* **Exercise details**:
Write each line of the records below as a string in a JSON list, one string per line, leaving out blank lines.

* **Input data**:
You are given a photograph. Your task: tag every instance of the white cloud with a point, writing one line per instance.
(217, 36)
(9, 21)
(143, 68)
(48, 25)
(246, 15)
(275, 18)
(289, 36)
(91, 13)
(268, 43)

* **Solution to this problem**:
[
  "You are given a photograph. Your task: tag every instance of the white cloud with a point, writing one line per instance.",
  "(217, 36)",
  "(9, 21)",
  "(143, 68)",
  "(48, 25)",
  "(246, 15)",
  "(275, 18)",
  "(289, 36)",
  "(91, 13)",
  "(268, 43)"
]